▸ Objective
Please quote only the lines that start at the one with "Keep to two rules. Tag each instance of the animal's front" and go on to the last line of the data, both ends kept.

* * * * *

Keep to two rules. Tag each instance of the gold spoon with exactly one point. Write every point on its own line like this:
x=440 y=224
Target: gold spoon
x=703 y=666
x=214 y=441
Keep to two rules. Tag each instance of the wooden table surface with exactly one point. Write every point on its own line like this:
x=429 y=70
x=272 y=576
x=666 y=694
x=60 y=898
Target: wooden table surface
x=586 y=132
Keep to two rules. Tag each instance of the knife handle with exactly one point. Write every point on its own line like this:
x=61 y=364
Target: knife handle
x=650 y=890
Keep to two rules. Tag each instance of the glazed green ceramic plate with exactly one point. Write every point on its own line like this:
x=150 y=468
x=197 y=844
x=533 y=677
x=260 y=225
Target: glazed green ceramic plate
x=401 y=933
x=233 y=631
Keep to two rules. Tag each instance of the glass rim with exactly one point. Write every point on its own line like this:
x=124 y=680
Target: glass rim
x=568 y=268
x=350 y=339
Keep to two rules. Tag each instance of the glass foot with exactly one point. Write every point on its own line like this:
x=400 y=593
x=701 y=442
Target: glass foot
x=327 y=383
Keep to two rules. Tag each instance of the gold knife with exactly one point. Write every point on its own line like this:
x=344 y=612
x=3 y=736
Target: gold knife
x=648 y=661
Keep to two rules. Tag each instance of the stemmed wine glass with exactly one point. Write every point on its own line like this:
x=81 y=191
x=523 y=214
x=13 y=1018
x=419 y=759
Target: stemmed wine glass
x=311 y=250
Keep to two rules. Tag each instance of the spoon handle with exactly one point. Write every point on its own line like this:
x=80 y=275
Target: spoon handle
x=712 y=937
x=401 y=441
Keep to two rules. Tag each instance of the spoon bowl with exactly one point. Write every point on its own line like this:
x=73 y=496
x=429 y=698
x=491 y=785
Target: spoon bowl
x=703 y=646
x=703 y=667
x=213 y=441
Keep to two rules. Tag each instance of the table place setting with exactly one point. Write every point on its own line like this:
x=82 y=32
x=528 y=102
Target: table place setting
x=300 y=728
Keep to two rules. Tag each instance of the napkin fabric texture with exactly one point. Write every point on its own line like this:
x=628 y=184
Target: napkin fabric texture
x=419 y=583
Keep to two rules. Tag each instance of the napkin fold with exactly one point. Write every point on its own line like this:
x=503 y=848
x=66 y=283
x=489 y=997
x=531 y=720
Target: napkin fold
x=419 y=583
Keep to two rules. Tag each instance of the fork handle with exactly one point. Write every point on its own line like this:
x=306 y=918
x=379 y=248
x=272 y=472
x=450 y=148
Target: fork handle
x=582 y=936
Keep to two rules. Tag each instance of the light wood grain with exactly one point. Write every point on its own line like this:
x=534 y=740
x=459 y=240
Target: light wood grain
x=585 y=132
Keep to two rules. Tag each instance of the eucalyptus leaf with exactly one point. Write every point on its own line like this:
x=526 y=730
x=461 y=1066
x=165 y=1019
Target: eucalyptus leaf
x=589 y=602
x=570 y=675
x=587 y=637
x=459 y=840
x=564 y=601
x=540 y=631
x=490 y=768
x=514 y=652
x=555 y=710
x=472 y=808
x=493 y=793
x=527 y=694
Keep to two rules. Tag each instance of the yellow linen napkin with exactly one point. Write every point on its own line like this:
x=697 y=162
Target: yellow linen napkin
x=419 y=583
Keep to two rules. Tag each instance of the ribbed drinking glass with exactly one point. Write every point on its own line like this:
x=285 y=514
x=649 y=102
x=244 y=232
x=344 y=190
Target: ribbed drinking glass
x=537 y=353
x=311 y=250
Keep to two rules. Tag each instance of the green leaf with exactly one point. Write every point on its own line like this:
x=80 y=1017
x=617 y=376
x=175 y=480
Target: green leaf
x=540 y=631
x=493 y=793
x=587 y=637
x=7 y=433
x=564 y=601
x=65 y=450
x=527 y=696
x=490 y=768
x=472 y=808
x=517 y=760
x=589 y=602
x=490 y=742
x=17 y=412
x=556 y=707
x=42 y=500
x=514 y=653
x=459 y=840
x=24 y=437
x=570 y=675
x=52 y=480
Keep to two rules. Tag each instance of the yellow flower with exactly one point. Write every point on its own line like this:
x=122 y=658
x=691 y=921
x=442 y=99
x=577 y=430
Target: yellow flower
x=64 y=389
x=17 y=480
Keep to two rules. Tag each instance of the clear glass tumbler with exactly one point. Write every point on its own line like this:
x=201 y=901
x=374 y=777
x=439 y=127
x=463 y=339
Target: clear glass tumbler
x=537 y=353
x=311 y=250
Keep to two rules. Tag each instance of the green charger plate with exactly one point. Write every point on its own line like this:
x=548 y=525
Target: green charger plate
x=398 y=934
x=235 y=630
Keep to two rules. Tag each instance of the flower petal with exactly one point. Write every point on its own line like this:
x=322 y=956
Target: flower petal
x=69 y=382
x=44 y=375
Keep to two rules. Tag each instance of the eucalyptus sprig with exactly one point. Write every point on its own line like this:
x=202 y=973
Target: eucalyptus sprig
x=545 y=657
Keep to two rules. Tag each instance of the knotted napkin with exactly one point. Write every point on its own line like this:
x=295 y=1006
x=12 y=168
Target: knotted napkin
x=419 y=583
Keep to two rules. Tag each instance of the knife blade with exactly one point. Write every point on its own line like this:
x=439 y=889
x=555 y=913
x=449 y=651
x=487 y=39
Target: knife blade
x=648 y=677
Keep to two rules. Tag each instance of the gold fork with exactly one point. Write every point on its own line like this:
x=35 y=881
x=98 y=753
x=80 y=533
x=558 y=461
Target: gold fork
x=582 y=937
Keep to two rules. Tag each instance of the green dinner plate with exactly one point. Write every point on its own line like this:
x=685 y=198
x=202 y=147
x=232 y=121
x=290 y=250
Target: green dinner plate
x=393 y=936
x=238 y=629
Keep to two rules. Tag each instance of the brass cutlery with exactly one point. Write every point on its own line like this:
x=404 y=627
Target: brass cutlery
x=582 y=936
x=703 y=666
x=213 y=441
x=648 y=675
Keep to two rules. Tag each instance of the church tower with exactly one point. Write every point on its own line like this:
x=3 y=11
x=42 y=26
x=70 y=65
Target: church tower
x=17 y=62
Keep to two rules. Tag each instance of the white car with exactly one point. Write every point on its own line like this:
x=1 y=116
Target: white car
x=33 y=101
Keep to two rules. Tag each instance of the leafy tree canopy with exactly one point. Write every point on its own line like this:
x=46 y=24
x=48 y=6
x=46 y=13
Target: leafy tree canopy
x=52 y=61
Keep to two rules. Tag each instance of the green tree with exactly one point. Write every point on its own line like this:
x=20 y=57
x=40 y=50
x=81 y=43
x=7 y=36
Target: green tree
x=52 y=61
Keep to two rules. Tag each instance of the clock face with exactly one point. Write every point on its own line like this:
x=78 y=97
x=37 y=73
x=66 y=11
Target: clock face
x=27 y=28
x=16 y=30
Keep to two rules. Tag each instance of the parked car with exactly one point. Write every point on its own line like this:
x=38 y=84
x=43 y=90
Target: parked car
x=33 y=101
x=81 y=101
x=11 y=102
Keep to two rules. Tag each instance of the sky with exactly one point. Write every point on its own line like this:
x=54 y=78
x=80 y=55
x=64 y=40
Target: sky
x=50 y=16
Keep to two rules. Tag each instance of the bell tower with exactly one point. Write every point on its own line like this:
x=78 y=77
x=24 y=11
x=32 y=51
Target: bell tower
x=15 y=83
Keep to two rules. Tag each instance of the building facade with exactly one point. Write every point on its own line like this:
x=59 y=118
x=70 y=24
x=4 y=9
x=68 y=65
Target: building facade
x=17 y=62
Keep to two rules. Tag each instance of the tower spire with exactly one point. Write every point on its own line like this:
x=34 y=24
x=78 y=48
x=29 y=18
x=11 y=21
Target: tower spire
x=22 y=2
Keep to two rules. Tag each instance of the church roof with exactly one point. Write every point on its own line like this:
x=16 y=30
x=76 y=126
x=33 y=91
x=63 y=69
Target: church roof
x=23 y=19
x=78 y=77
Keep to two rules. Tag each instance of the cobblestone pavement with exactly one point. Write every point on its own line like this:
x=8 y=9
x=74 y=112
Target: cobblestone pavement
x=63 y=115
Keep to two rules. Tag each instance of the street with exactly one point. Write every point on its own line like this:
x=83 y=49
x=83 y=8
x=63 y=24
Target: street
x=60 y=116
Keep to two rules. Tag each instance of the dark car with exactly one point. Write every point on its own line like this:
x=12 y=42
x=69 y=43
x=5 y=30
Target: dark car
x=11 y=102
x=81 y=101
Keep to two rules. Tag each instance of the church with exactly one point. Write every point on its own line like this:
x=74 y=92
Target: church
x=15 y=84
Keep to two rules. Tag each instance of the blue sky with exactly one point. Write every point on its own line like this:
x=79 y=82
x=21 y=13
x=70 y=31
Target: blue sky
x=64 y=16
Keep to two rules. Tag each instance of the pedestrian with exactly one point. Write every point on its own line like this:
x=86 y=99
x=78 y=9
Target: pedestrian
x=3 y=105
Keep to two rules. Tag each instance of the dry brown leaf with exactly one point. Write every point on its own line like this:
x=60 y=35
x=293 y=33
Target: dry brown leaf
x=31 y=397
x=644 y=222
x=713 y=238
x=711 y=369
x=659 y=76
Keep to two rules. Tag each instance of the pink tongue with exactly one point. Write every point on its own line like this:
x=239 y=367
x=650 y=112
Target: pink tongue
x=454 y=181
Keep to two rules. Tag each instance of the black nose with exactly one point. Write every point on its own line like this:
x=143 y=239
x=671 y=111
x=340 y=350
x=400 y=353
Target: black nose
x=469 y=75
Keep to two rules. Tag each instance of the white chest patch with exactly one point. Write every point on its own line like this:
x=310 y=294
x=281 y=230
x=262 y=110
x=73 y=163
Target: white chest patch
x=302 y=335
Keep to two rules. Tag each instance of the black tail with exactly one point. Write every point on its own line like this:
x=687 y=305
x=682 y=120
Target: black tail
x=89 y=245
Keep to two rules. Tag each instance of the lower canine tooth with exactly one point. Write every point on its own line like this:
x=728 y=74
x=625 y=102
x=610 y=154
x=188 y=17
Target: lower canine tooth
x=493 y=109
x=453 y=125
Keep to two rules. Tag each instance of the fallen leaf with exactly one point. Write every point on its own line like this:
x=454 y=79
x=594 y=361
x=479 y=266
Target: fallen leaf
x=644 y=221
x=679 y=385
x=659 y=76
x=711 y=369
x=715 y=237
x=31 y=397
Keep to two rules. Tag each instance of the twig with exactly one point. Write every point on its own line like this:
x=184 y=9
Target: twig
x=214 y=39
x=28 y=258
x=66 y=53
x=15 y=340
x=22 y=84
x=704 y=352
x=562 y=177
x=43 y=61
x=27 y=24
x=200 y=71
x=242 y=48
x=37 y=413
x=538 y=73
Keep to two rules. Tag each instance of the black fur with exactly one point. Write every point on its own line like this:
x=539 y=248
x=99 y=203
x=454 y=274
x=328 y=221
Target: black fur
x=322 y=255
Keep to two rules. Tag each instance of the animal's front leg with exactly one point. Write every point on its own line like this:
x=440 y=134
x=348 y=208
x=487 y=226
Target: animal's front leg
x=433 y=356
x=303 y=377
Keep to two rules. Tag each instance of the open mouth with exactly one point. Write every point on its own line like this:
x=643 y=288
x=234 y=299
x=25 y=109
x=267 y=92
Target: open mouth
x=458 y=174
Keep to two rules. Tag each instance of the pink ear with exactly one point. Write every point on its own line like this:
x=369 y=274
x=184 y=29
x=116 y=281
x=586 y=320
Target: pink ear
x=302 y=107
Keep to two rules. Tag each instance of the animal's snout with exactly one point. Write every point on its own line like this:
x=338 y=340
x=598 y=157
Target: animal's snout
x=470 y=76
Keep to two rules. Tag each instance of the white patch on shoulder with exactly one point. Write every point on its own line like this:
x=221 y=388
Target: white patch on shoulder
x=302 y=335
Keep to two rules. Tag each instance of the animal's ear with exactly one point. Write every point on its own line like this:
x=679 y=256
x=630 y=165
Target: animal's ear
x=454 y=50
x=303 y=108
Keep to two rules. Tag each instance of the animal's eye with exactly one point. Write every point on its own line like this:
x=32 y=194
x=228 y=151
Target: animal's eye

* * * * *

▸ Output
Keep to two rules. Tag each instance of the animal's front leg with exactly one point. Write every point on its own line like this:
x=440 y=134
x=348 y=208
x=487 y=226
Target: animal's front leg
x=433 y=356
x=303 y=377
Keep to two rules. Tag each instance of the open mouth with exactly one point. Write every point on its own line like this:
x=643 y=288
x=234 y=299
x=25 y=109
x=267 y=92
Target: open mouth
x=458 y=174
Keep to two rules. Tag each instance of the pink ear with exactly one point. Write every point on its own line like this:
x=369 y=274
x=184 y=29
x=116 y=281
x=586 y=320
Target: pink ear
x=302 y=107
Keep to two rules. Tag each instance of the animal's snout with exactly one point. Write every point on its own line like this:
x=338 y=340
x=598 y=157
Target: animal's snout
x=470 y=76
Keep to two rules. Tag each instance of the white patch on shoulder with exactly one point. Write every point on its own line like this:
x=221 y=388
Target: white patch on shoulder
x=302 y=335
Keep to two rules. Tag each instance of the animal's ear with exactly one point. Write every point on its own line like this:
x=679 y=256
x=630 y=165
Target: animal's ear
x=454 y=50
x=303 y=108
Keep to two rules. Tag each instance of the animal's eye with exactly one point. Write every point on its own line like this:
x=32 y=194
x=228 y=151
Target: animal's eye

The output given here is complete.